[[ Data in this exercise, beginning ]]

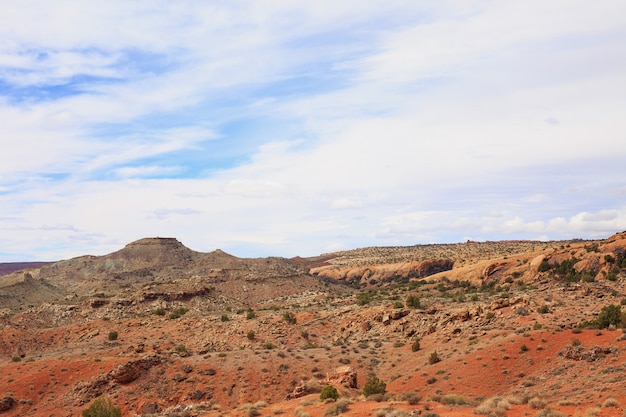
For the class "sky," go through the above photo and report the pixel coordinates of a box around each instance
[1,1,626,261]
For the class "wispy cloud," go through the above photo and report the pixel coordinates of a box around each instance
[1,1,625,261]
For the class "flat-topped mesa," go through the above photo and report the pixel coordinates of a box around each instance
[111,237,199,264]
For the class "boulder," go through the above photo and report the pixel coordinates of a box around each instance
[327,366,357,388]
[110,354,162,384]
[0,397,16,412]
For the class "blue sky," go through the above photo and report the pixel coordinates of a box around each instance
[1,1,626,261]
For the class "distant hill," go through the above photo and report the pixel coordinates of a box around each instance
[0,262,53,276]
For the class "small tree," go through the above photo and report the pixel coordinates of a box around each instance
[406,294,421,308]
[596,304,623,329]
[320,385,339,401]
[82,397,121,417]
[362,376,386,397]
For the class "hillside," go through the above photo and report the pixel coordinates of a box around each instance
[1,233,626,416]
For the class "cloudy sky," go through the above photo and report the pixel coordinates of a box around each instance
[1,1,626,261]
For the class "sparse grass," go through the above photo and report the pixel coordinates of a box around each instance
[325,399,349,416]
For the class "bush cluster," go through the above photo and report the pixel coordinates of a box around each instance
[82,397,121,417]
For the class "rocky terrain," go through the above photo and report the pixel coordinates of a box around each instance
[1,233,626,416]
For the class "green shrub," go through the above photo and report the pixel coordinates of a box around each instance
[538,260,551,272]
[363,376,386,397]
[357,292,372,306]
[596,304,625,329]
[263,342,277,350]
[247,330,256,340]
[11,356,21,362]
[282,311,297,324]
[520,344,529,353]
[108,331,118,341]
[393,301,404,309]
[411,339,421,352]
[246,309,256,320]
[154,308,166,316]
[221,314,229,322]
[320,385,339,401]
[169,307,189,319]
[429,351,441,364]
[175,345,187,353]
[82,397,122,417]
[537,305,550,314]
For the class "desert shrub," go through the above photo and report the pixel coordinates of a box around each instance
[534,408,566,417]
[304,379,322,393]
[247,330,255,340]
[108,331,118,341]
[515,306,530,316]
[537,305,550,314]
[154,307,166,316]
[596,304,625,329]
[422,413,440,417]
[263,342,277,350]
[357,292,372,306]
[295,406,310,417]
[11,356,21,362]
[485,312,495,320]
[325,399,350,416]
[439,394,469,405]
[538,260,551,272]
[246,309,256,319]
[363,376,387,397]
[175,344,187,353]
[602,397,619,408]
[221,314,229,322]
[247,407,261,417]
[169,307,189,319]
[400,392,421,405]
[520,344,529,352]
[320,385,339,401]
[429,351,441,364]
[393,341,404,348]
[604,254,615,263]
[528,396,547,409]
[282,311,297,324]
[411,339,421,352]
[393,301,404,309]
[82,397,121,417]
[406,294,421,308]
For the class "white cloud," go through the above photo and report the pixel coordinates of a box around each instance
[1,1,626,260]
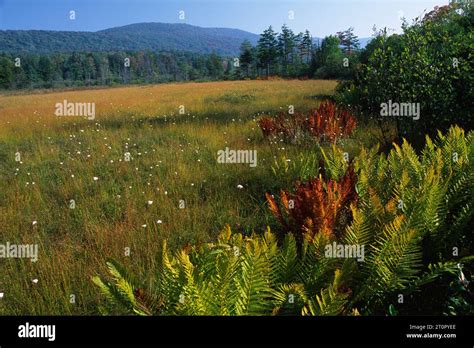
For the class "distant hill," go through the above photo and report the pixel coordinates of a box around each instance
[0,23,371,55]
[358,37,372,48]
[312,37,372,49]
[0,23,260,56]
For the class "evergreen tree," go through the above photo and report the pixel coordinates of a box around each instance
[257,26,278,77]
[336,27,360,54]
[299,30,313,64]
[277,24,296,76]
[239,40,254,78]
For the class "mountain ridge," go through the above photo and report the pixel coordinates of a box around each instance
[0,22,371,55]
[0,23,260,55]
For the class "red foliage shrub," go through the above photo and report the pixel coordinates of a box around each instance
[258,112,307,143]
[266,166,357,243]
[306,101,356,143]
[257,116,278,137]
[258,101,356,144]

[[ Data in this exercise, end ]]
[[ Data in this exercise, beginning ]]

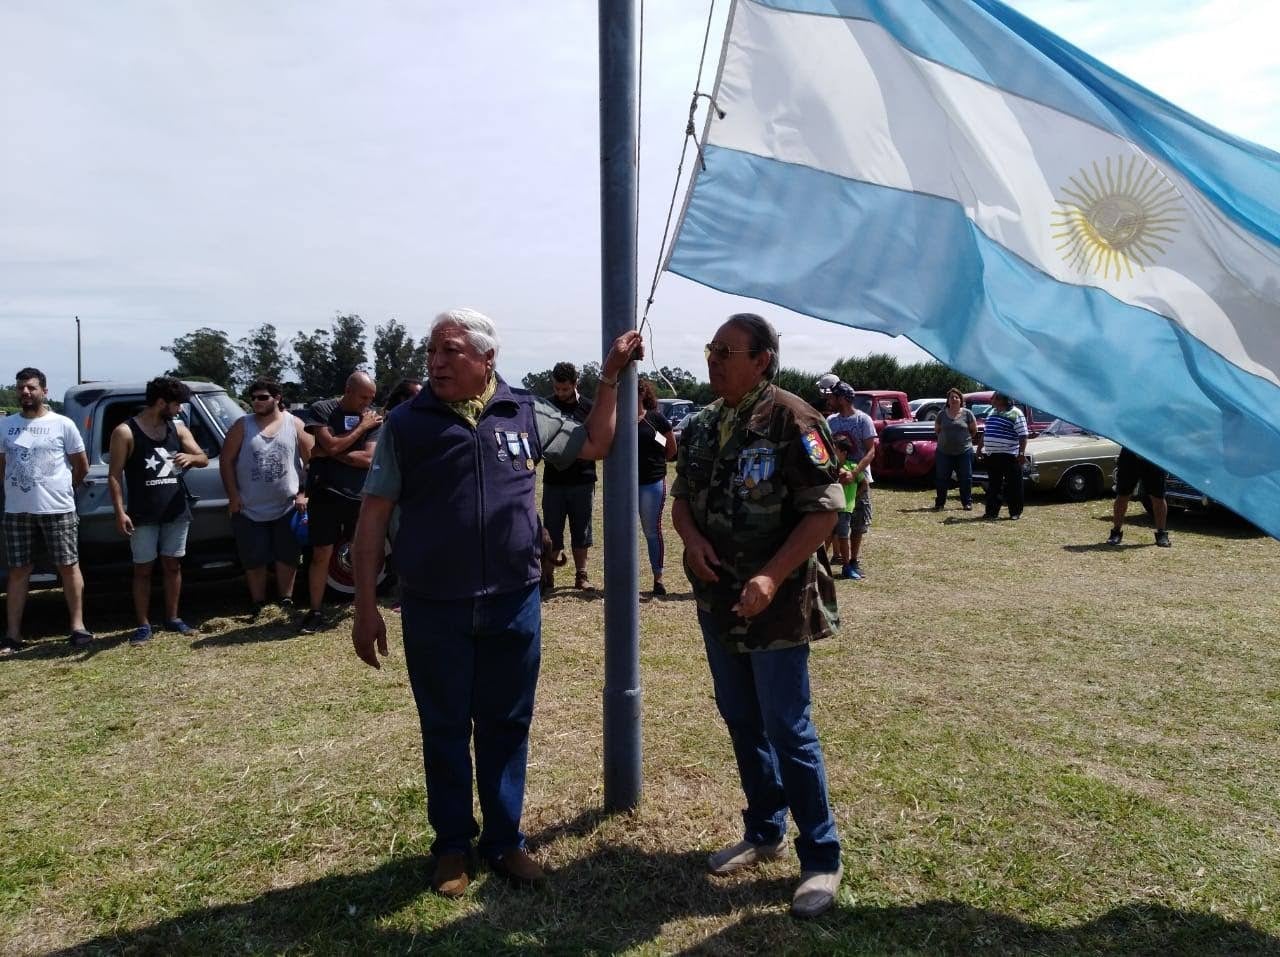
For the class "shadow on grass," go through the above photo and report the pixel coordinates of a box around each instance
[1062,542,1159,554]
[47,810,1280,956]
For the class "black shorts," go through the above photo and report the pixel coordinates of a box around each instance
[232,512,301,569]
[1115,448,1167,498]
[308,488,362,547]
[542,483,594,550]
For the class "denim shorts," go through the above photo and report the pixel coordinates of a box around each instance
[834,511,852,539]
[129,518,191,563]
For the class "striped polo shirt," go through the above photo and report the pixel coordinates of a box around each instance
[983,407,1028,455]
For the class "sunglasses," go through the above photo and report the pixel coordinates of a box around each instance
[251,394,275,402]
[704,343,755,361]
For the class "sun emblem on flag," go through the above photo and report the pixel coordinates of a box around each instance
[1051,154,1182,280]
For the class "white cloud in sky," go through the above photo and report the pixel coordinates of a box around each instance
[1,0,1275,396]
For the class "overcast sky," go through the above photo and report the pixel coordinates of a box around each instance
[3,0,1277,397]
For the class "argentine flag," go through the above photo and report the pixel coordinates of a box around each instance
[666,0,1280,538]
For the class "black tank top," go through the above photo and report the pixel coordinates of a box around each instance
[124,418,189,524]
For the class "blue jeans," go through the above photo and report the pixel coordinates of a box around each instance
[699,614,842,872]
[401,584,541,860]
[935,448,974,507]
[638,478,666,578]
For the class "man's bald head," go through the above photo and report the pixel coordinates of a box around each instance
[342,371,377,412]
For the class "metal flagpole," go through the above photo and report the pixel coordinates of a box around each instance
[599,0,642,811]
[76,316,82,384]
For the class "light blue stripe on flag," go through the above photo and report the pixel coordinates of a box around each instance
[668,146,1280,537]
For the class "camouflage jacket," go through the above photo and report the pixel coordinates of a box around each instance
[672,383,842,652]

[[ Data in this exercise, end ]]
[[ Data in this exercise, beginning ]]

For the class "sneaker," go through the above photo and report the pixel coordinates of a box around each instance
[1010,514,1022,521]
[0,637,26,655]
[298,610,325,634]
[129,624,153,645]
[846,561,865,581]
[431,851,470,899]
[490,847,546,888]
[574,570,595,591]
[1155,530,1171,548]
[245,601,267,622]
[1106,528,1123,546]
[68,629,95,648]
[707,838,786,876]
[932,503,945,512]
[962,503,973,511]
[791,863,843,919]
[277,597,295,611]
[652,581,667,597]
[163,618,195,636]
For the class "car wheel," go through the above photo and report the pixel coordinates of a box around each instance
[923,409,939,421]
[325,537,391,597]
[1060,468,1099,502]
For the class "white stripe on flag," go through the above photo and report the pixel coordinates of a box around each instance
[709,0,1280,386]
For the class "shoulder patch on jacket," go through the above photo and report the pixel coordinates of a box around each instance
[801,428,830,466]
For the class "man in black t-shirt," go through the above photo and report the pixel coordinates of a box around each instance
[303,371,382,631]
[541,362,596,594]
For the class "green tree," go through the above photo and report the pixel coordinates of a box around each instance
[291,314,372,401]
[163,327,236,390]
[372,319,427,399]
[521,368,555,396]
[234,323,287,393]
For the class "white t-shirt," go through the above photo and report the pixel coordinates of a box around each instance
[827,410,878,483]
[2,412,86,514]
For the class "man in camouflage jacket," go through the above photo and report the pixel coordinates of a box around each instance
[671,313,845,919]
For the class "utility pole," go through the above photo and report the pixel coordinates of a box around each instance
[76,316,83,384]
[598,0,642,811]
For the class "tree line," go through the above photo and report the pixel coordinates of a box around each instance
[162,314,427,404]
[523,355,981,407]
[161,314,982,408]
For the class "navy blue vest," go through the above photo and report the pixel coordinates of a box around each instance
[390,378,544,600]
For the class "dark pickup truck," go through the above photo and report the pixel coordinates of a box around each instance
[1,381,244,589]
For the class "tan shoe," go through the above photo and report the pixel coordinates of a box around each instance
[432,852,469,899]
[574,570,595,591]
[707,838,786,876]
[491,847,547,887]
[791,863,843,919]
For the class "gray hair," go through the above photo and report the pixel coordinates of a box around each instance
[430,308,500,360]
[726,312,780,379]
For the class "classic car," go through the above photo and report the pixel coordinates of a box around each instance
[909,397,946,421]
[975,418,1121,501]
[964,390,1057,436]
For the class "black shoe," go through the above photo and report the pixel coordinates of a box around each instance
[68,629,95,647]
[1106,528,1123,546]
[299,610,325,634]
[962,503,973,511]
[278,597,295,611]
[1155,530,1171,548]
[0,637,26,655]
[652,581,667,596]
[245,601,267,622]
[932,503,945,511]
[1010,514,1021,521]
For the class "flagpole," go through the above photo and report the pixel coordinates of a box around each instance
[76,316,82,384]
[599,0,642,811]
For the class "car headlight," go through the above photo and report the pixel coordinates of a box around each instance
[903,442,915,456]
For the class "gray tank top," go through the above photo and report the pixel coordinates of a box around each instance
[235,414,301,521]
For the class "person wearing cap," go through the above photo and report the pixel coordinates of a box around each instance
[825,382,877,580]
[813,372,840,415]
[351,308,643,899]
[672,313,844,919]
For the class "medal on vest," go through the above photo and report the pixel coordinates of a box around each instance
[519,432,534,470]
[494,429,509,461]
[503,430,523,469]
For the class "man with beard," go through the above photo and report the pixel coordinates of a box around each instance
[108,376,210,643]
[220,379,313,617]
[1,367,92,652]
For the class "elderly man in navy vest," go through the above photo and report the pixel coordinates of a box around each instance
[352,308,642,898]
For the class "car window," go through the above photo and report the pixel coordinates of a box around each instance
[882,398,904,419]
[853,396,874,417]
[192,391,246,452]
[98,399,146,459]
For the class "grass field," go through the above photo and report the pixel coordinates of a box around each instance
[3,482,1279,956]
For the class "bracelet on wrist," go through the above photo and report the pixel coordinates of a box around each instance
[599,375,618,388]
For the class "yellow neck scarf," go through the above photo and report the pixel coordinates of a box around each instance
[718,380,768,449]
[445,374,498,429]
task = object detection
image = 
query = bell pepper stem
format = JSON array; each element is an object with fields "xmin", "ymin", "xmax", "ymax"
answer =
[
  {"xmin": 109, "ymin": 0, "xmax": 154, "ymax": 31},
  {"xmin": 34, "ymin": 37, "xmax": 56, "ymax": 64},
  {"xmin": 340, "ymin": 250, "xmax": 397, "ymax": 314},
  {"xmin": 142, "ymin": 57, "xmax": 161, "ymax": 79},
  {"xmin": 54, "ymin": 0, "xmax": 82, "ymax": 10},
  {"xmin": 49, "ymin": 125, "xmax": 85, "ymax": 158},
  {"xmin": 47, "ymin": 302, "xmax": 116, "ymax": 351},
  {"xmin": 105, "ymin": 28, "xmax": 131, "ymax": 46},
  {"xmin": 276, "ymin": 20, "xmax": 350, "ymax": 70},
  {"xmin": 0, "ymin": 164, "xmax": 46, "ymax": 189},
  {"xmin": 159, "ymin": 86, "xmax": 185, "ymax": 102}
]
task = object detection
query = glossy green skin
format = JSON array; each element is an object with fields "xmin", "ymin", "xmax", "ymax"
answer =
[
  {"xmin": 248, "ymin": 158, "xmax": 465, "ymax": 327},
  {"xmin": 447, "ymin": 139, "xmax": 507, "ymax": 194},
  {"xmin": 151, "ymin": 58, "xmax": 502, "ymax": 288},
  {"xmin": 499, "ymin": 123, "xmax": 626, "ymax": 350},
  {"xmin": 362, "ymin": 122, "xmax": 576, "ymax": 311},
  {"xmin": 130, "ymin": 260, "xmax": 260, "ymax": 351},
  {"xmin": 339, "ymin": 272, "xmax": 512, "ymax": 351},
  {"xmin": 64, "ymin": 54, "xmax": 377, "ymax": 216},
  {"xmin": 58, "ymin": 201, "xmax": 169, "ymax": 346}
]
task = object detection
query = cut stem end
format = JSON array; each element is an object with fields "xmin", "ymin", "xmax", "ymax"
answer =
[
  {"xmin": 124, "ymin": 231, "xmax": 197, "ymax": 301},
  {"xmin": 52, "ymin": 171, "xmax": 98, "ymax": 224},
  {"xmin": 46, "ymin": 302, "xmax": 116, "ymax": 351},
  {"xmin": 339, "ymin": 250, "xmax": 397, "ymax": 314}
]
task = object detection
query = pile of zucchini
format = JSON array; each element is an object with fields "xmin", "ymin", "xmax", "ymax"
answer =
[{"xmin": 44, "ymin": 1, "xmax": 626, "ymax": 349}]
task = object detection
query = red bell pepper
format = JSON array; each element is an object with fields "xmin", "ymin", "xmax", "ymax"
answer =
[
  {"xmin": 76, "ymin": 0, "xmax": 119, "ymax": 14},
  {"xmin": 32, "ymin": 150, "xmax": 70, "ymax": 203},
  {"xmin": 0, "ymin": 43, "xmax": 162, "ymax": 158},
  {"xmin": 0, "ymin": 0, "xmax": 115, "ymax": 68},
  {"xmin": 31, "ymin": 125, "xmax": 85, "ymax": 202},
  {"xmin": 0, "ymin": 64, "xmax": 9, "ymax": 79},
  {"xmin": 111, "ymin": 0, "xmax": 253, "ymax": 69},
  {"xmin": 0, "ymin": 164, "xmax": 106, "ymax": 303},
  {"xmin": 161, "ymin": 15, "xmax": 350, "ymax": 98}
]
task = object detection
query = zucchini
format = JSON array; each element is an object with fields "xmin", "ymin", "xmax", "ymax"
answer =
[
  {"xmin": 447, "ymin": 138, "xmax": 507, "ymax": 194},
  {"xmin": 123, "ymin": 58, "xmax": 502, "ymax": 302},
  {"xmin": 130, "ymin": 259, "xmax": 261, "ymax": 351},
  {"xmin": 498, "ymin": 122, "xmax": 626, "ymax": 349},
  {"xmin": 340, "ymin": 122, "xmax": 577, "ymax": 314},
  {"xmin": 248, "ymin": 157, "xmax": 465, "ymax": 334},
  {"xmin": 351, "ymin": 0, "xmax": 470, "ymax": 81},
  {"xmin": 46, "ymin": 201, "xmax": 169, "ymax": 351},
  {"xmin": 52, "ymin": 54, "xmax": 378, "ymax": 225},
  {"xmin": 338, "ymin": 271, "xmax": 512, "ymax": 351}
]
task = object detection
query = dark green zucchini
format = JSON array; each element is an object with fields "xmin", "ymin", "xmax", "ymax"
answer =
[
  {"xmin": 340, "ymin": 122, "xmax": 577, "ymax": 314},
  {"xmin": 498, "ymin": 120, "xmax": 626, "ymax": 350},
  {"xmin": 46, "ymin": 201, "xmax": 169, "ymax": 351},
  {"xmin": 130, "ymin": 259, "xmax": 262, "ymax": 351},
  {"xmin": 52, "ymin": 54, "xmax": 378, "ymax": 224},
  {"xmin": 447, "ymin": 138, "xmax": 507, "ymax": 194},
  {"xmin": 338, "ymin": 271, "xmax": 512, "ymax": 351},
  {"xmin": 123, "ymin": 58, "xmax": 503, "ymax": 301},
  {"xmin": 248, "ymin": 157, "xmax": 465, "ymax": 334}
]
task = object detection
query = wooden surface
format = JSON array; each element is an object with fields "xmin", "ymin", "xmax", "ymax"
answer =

[[ Data in this exercise, end ]]

Write only the number of lines in the data where the string "zucchini" can be found.

Exercise output ::
3